- TEXT PASSAGE -
Preferably, said two or more polynucleotide sequences correspond to one or more regions of genomic DNA; these might be regions of genomic DNA selected on the basis of known polymorphism, or regions of genomic DNA not selected as such. Regions of DNA not selected on the basis of known polymorphism could be prepared by amplification of a template using techniques such as RAPD (Williams et al., 1990, Nucl. Acid. Res. 18 6531 and Welsh & McClelland, 1990, Nucl. Acid. Res. 18 7213; herein incorporated by reference) and AFLP (Vos et al., 1995, Nucl. Acid. Res. 23 4407; herein incorporated by reference) which randomly amplify a plurality of polynucleotide sequences to create a "fingerprint" useful in genotyping.
In many cases, techniques such as RFLP, RAPD, AFLP and techniques which amplify microsatellite and ribosomal repeat sequences generate two or more polynucleotide sequences, and are therefore particularly applicable to the invention. An example of genotyping using amplified microsatellite (wheat WMS44) and ribosomal (Rrn5 locus of cereals) repeat sequences, together with bush rat samples generated by RAPD, is provided hereinafter.
It should also be noted with the aforementioned in mind, that "two or more polynucleotide sequences" includes, for example, two or more allelic forms of a locus, even where a nucleotide sequence difference between each allele is a single base. Suitably, the signal changes in response to an alteration in conformation of said two or more polynucleotide sequences. In this regard, conformation refers to the aspect of three-dimensional structure resulting from complementary base-pairing. Complementary bases of single-stranded polynucleotide sequences pair to produce double- stranded polynucleotide sequences, or pair to produce internally base- paired single stranded polynucleotide sequences according to base-
pairing rules.
In DNA, the complementary bases are:- (i) A and T (ii) C and G. In RNA, the complementary bases are:
(i) A and U (ii) C and G.
It will be understood by the skilled person that under conditions favouring complementary base-pairing, polynucleotide sequences will be substantially double-stranded. Under conditions that prevent or disrupt complementary base-pairing, polynucleotide sequences will be substantially single-stranded and lacking in internal base-pairing.
Accordingly, as used herein "modulating temperature whereby a conformation of said two or more double-stranded polynucleotide sequences is altered" refers to modulating temperature such that complementary base-pairing is disrupted. Temperature modulation could be performed either by starting from a temperature at which base-pairing is substantially prevented or disrupted, preferably 95°C, and decreasing said temperature preferably to 60°C, or by starting at a temperature at which base-pairing is substantially favoured, preferably 60°C, and increasing said temperature, preferably to 95°C, to substantially disrupt base-pairing. Most preferably, said temperature would be increased from 60°C to 95°C. Suitably, the fluorescent reporter molecule is capable of binding said two or more polynucleotide sequences and capable of providing a fluorescence signal which changes in response to an alteration in conformation of said two or more polynucleotide sequences.
Preferably, the intensity of fluorescence signal emanating from the fluorescent reporter molecule diminishes in magnitude as a double-stranded polynucleotide sequence is altered to a substantially
single-stranded conformation.

- TO DO -
- a) Return the part of the genotyping passage from "Preferably, said two" up to and including "useful in genotyping.".
- b) Answer these questions from the genotyping passage, one answer per line, marked the same way:
(i) Which wheat microsatellite is named?
(ii) In RNA, which base pairs with A?
(iii) Under the most preferred option, between which two temperatures is the temperature increased?
The lines after this point are separate material and have no connection to the genotyping passage.

- DATA EXCERPT -
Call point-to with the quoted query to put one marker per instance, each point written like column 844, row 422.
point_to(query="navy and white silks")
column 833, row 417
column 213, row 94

- ANSWERS GIVEN -
- a)
Preferably, said two or more polynucleotide sequences correspond to one or more regions of genomic DNA; these might be regions of genomic DNA selected on the basis of known polymorphism, or regions of genomic DNA not selected as such. Regions of DNA not selected on the basis of known polymorphism could be prepared by amplification of a template using techniques such as RAPD (Williams et al., 1990, Nucl. Acid. Res. 18 6531 and Welsh & McClelland, 1990, Nucl. Acid. Res. 18 7213; herein incorporated by reference) and AFLP (Vos et al., 1995, Nucl. Acid. Res. 23 4407; herein incorporated by reference) which randomly amplify a plurality of polynucleotide sequences to create a "fingerprint" useful in genotyping.

- b)
(i) WMS44
(ii) U
(iii) From 60°C to 95°C